### Collection entries

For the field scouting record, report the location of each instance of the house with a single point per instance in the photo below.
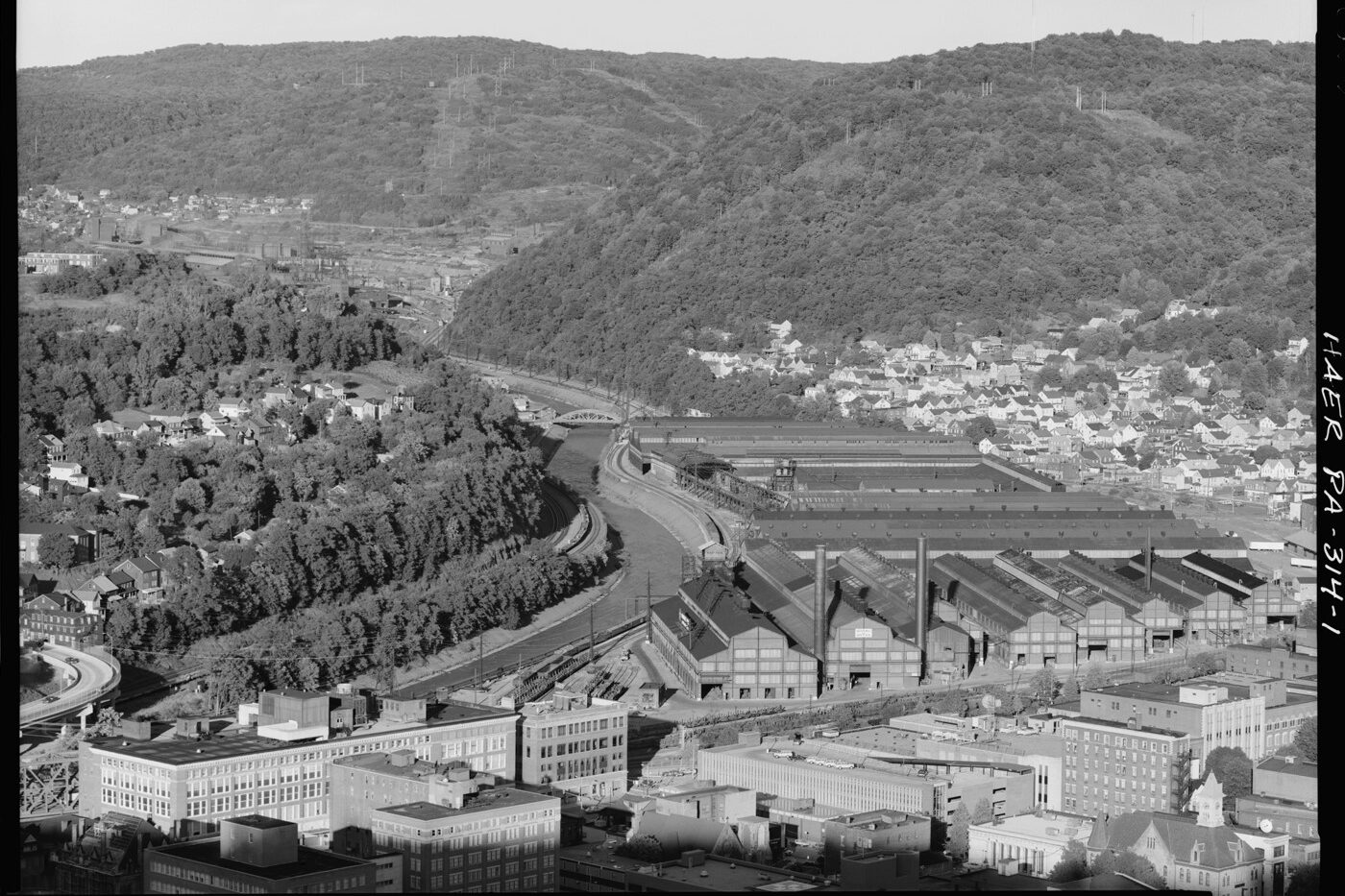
(31, 536)
(61, 619)
(1199, 849)
(234, 408)
(145, 574)
(67, 472)
(1278, 469)
(103, 590)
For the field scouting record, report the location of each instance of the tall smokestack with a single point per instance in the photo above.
(1149, 563)
(921, 591)
(819, 611)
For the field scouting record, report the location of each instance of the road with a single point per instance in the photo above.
(96, 677)
(649, 554)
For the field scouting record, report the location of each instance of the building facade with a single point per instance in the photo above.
(1200, 709)
(1273, 662)
(1036, 842)
(575, 744)
(255, 855)
(188, 786)
(1115, 767)
(498, 839)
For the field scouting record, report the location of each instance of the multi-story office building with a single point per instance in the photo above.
(366, 782)
(1197, 849)
(575, 744)
(1042, 752)
(498, 839)
(108, 859)
(255, 855)
(1122, 767)
(187, 786)
(861, 781)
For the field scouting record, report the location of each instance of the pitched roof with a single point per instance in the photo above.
(1180, 833)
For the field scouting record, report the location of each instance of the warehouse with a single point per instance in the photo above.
(970, 527)
(1106, 631)
(721, 646)
(1213, 617)
(1021, 630)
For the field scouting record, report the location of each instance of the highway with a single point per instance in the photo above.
(643, 543)
(96, 677)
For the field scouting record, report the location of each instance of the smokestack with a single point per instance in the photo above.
(819, 610)
(921, 590)
(1149, 563)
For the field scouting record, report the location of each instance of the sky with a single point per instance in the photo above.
(57, 33)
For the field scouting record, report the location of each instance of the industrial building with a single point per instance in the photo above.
(185, 786)
(1273, 662)
(51, 262)
(575, 744)
(1019, 627)
(253, 855)
(1197, 849)
(1122, 767)
(762, 463)
(717, 642)
(1035, 844)
(1201, 709)
(836, 774)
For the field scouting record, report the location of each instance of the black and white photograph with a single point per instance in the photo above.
(608, 447)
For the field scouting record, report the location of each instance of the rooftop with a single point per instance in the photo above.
(1048, 828)
(259, 822)
(486, 801)
(1295, 767)
(311, 861)
(187, 751)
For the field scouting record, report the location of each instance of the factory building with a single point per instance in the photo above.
(1123, 767)
(255, 855)
(1217, 613)
(1019, 627)
(861, 781)
(720, 644)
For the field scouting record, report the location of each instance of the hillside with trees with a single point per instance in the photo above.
(867, 206)
(406, 131)
(376, 541)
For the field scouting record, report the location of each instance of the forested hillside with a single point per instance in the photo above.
(867, 206)
(379, 541)
(401, 131)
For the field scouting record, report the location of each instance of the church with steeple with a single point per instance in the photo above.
(1199, 849)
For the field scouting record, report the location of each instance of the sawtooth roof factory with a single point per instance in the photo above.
(878, 557)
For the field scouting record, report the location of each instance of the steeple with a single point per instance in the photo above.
(1208, 804)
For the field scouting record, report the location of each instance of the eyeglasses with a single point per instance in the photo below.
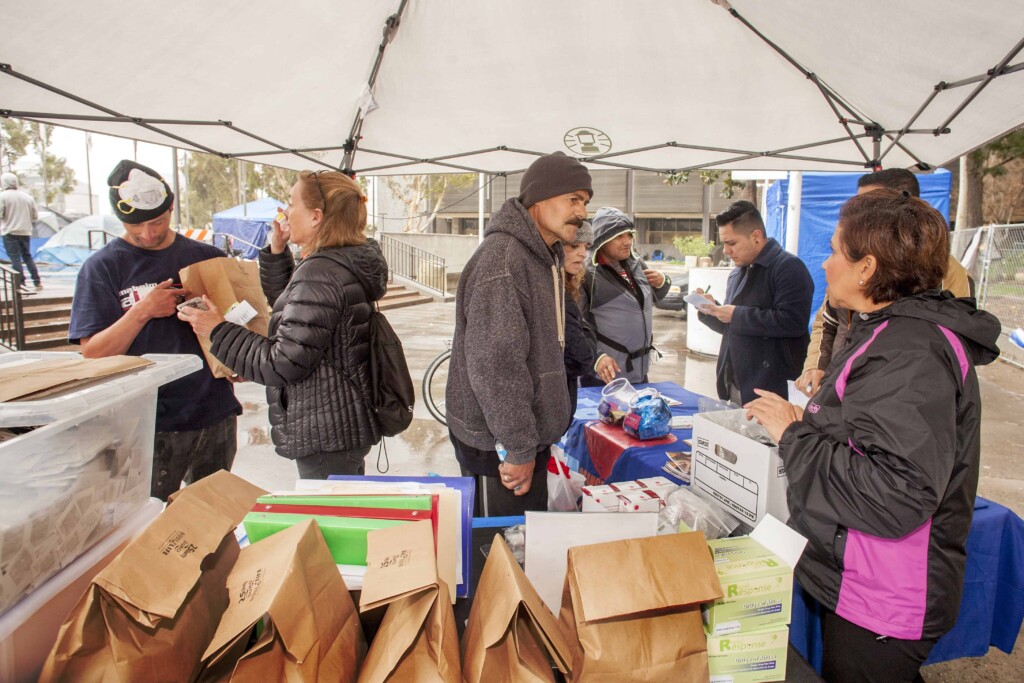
(315, 175)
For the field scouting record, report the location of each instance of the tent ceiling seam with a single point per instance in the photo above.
(352, 143)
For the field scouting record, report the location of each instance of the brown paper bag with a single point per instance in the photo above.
(417, 641)
(511, 633)
(152, 612)
(632, 608)
(227, 281)
(289, 587)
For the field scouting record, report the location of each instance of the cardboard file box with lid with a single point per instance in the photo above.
(86, 467)
(744, 475)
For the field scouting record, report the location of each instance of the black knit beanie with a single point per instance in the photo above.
(552, 175)
(137, 193)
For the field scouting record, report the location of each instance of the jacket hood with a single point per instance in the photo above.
(608, 224)
(978, 329)
(513, 219)
(368, 264)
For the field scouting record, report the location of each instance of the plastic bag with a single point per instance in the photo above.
(564, 485)
(699, 513)
(649, 416)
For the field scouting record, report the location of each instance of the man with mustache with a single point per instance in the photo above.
(507, 375)
(617, 300)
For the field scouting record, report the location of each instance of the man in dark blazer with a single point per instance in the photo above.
(767, 307)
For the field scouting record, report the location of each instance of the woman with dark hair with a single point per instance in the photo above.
(581, 344)
(883, 463)
(315, 360)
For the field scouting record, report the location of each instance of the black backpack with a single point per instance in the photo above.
(390, 382)
(391, 392)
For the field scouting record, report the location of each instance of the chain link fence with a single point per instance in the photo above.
(994, 257)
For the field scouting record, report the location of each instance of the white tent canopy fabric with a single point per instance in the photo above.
(412, 86)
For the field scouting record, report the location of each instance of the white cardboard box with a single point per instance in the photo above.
(747, 476)
(640, 501)
(599, 499)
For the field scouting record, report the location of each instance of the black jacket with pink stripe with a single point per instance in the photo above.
(884, 467)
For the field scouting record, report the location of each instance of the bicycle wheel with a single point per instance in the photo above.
(434, 381)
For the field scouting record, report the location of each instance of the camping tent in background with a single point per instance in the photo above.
(249, 222)
(821, 197)
(75, 244)
(43, 228)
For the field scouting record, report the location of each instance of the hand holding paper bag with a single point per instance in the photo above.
(225, 282)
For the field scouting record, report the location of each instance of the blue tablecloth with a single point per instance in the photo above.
(636, 462)
(992, 606)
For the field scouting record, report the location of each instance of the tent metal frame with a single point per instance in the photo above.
(846, 115)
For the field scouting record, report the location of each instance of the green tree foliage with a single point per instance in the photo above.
(212, 185)
(708, 177)
(423, 196)
(18, 138)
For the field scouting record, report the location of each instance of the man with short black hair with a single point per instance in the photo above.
(832, 324)
(763, 322)
(125, 302)
(507, 375)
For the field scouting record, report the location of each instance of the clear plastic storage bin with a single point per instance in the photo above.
(87, 467)
(29, 630)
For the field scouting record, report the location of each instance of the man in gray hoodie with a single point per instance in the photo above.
(506, 388)
(17, 210)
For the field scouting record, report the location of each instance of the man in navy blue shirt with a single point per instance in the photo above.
(763, 322)
(125, 303)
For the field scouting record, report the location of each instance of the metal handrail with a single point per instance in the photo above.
(11, 319)
(426, 268)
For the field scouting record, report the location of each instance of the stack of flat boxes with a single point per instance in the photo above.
(748, 629)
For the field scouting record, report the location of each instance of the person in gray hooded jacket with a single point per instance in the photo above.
(617, 300)
(507, 375)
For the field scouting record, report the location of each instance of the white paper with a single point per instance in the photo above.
(779, 539)
(550, 535)
(697, 300)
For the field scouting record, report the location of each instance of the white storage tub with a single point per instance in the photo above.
(68, 482)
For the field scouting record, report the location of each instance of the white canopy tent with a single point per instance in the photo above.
(412, 86)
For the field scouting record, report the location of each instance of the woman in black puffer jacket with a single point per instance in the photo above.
(315, 361)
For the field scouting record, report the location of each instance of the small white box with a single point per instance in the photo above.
(659, 485)
(626, 486)
(743, 474)
(640, 501)
(599, 499)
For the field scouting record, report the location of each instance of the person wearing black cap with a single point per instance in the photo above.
(125, 303)
(507, 375)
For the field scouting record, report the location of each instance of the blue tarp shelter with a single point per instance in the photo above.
(79, 241)
(249, 222)
(821, 198)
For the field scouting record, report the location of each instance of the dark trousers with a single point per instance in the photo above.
(493, 499)
(853, 654)
(323, 465)
(18, 248)
(189, 456)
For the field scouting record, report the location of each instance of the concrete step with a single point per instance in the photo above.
(400, 302)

### THE PROBLEM
Transcribe all of the records above exactly; no image should appear in what you write.

### ANSWER SECTION
For the field scouting record, report the location of each instance of the house with a single point per instance in the photo below.
(31, 536)
(61, 619)
(1199, 849)
(234, 408)
(145, 574)
(67, 472)
(1278, 469)
(103, 590)
For the field scouting record, report the location of each instance of the tall smokestack with a single point per instance in the photo above.
(1149, 563)
(921, 591)
(819, 611)
For the field scouting record, report the location of each instance of the road with a single point per instance in the photo above.
(96, 677)
(649, 554)
For the field scouting record, report the location of each instance of the building facade with a single point per instance in the photo above.
(1200, 709)
(1273, 662)
(1036, 842)
(575, 744)
(255, 855)
(188, 786)
(1115, 767)
(498, 839)
For the field scouting record, report the location of each instance of the multi-story office building with a single point per instance in the photo above.
(366, 782)
(1197, 849)
(575, 744)
(1042, 752)
(498, 839)
(108, 859)
(255, 855)
(1122, 767)
(187, 786)
(861, 781)
For the field scouting record, report the location of each instance of the pitched roof with a single point per instance in the photo above.
(1180, 833)
For the field scouting record, report the location of each instance of the warehouse with a single point per instance in the photo above.
(970, 527)
(1106, 631)
(721, 646)
(1213, 617)
(1021, 630)
For the field scouting record, report the location of each instance of the highway with a single point per instance in the photo above.
(643, 543)
(96, 677)
For the field scouting record, report the location of each instance of the smokestack with a single point per instance in the photo above.
(819, 610)
(921, 590)
(1149, 563)
For the field scouting record, report the location of each instance of the sky with a single point per instance in the photo above.
(57, 33)
For the field scouting record, report the location of each instance of the industrial building with a single point per instance in the photo above.
(185, 786)
(1273, 662)
(51, 262)
(575, 744)
(1019, 627)
(253, 855)
(1197, 849)
(1122, 767)
(762, 463)
(717, 642)
(1035, 844)
(1201, 709)
(836, 774)
For the field scouting record, report the location of each instance of the black and white photograph with a single point per instance in the photo above.
(608, 447)
For the field scouting record, report the location of each instance of the rooftop with a single point per instance in the photo above.
(1048, 828)
(259, 822)
(486, 801)
(1295, 767)
(311, 861)
(187, 751)
For the field scouting record, report the location of each instance of the factory building with a single point per instance in the photo above.
(1123, 767)
(255, 855)
(1217, 613)
(1019, 627)
(861, 781)
(720, 644)
For the field scouting record, report the location of each instance of the hillside with trees with a single point per instance in the photo above.
(867, 206)
(406, 131)
(376, 541)
For the field scouting record, report the location of each instance of the forested hillside with a single point per instance in the photo above.
(867, 206)
(379, 541)
(401, 131)
For the field scouting record, report the location of each instance of the church with steeple with a single point per instance in the photo above.
(1199, 849)
For the field scouting record, report the location of each instance of the sawtooth roof factory with a single point per instance in the photo above.
(878, 557)
For the field scouting record, report the location of each instance of the steeple with a single point per instance in the photo above.
(1208, 804)
For the field scouting record, report the location of each instance of the eyeglasses with a single point per instance in the photo below.
(315, 175)
For the field scouting record, report the location of each instance of the tent ceiling seam with a single point per instance in the photo above.
(352, 143)
For the field scouting record, report the location of each instance of the brown paper bag with a single point per instance in the photo above.
(417, 641)
(511, 633)
(152, 612)
(632, 608)
(227, 281)
(289, 587)
For the field scouting record, report the location of each instance of the cardboard file box with lid with a single point per instance in the photo above.
(86, 467)
(744, 475)
For the field scouting record, report the location of each instance of the black knit beanie with a single point per instance in the photo above.
(552, 175)
(137, 193)
For the field scouting record, report the location of each instance of the jacket hood with a single point per instance in the photo above.
(608, 224)
(978, 329)
(513, 219)
(368, 264)
For the field scouting record, report the location of each instance of the plastic bag with a single point per instance in the photo above.
(564, 485)
(699, 513)
(649, 416)
For the field scouting record, report the location of each instance of the man with mustache with a single point per instance in the photo above.
(507, 375)
(617, 300)
For the field scouting record, report the location of each instance of the man in dark blazer with a single point per instance in the photo above.
(767, 307)
For the field scouting record, report the location of each instance of the woman with dark hair with a single point per instance in the photo above.
(581, 344)
(883, 463)
(315, 360)
For the field scouting record, report the location of each instance of the black backpack with a single point per instance in the photo above.
(390, 382)
(391, 392)
For the field scouting record, report the location of each instance of the chain link fence with a single point per instance in the photo above.
(994, 257)
For the field scouting record, report the location of each instance of the white tent canopy fabric with a single point per instance in the photo above.
(412, 86)
For the field scouting record, report the location of each instance of the white cardboard box with a single point per instance in the photo above.
(747, 476)
(640, 501)
(599, 499)
For the field scouting record, report the location of each instance of the black jacket with pink stripe with a single point per instance in the photo above.
(884, 467)
For the field scouting record, report the location of each instance of the bicycle wheel with a single point per instance in the photo above.
(434, 381)
For the field scouting record, report the location of each instance of the camping tent in background with a single point per instance in the photo above.
(249, 222)
(821, 197)
(75, 244)
(43, 228)
For the field scouting record, report the location of each instance of the hand holding paper bag with a single point per instance in the photo above.
(225, 282)
For the field scouting record, report the location of each instance of the blue tablecloth with a single point per instance in the photo above.
(636, 462)
(992, 606)
For the field scouting record, report the location of each instance of the tent metal frame with a single point per instance in the photo above.
(846, 115)
For the field scouting record, report the location of each instance of the green tree foliage with a single point per instance in the photo above.
(212, 185)
(708, 177)
(423, 196)
(18, 138)
For the field scouting record, report the location of each instance of the man with short black hair with a single point per instance in the photo above.
(832, 324)
(763, 322)
(125, 302)
(507, 375)
For the field scouting record, report the location of each instance of the clear plastic storage bin with a single point per instance in the photo above.
(87, 467)
(29, 630)
For the field scouting record, report the location of each instance of the man in gray hoodie with a single point per instance in the photo above.
(506, 388)
(17, 210)
For the field scouting record, report the location of each instance of the man in navy blue shirt with a single point per instance in the photo above.
(763, 322)
(125, 303)
For the field scouting record, report the location of each instance of the metal handrail with a single point per instance in the photo above.
(11, 319)
(426, 268)
For the field scouting record, report the location of each instance of the stack of flat boxes with a single point per instance in the photo above.
(748, 629)
For the field scouting record, report the location of each instance of the person in gray hooded jacket with a single point per instance in the photo above.
(617, 300)
(507, 375)
For the field scouting record, report the location of each instance of the white paper with a single point per instance in the photo above.
(779, 539)
(550, 535)
(697, 300)
For the field scouting record, report the location of each instance of the white storage tub with a single point per instance in the photo above.
(68, 482)
For the field scouting record, report the location of each instance of the white canopy tent with a single point per instance in the photo above.
(412, 86)
For the field scouting record, report the location of each instance of the woman in black puffer jacket with a single point per instance in the photo above.
(315, 361)
For the field scouting record, report the location of each instance of the small white box with a single point per instance in the photo above.
(659, 485)
(626, 486)
(743, 474)
(640, 501)
(599, 499)
For the field scouting record, report the location of each instance of the person wearing black cap with a single point per instance in the photo above.
(125, 303)
(507, 375)
For the field scouting record, report the location of each instance of the blue tarp shelter with a single point per instance in the photo above.
(79, 241)
(249, 222)
(821, 198)
For the field scouting record, report the location of each instance of the dark trousers with a single point per instance in the photo above.
(493, 499)
(853, 654)
(323, 465)
(18, 248)
(189, 456)
For the field scouting record, report the location of each instance of the concrete step with a single point per instance in the photo above.
(400, 302)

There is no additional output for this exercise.